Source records

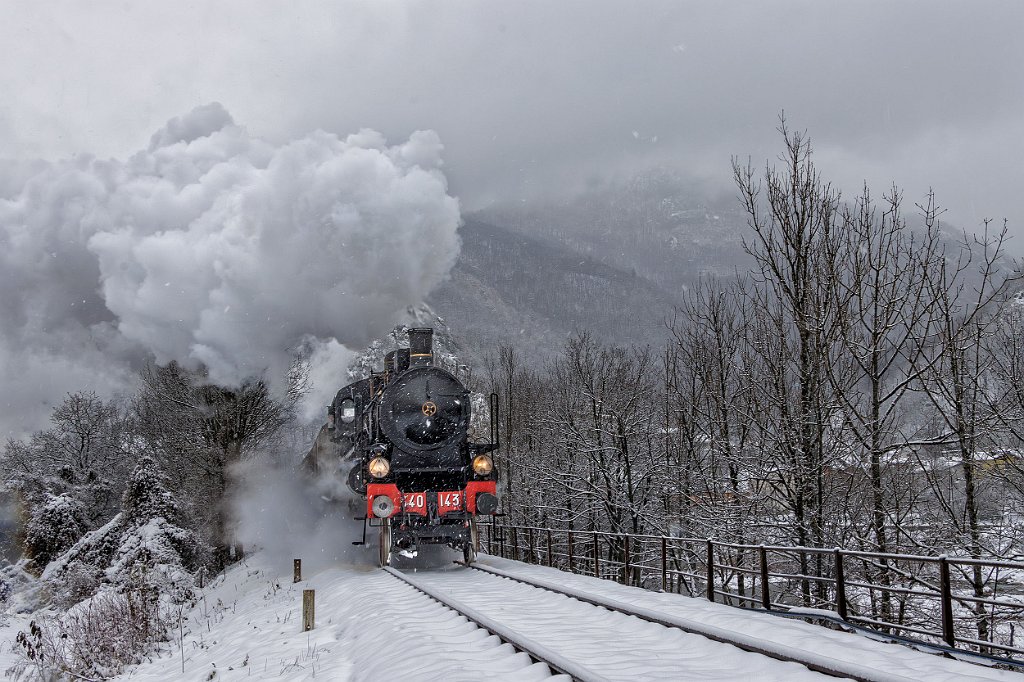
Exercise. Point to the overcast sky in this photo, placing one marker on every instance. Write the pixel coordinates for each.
(210, 113)
(541, 96)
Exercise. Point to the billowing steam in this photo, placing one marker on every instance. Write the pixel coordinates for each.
(213, 247)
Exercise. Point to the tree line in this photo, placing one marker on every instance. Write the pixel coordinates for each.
(858, 387)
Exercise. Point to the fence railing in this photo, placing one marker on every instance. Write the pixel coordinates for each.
(971, 604)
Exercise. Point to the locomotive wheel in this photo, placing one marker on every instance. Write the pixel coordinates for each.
(469, 549)
(385, 550)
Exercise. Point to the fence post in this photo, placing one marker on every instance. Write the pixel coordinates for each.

EXERCISE OBJECTIVE
Each line of the data needs to be output exactly, with any image excluded.

RESPONSE FOR THIS EXERCISE
Exercise. Point to the overcast sky in this photo, placing one marker on every instance. Write the pixel coordinates for each.
(210, 113)
(541, 96)
Exercise. Point to the billowing steam in this photo, placing one marker on every instance. Write the pixel coordinates for each.
(213, 247)
Exercise. Point to the tree line in this photo, placing one marker on every instance. Write the pixel coordinates for each.
(858, 387)
Exercise. Point to the fence railing in this photo, placing one marker on every instance. Write the pixel coordinates for each.
(971, 604)
Exercise. Point to the locomotive wheel in this photo, placing one marker on every instance. Write the pixel coordinates for each.
(469, 549)
(385, 550)
Exercise. Point to the fence post in this photo, placing one marker on every instance. Write the pixel coordinates for each.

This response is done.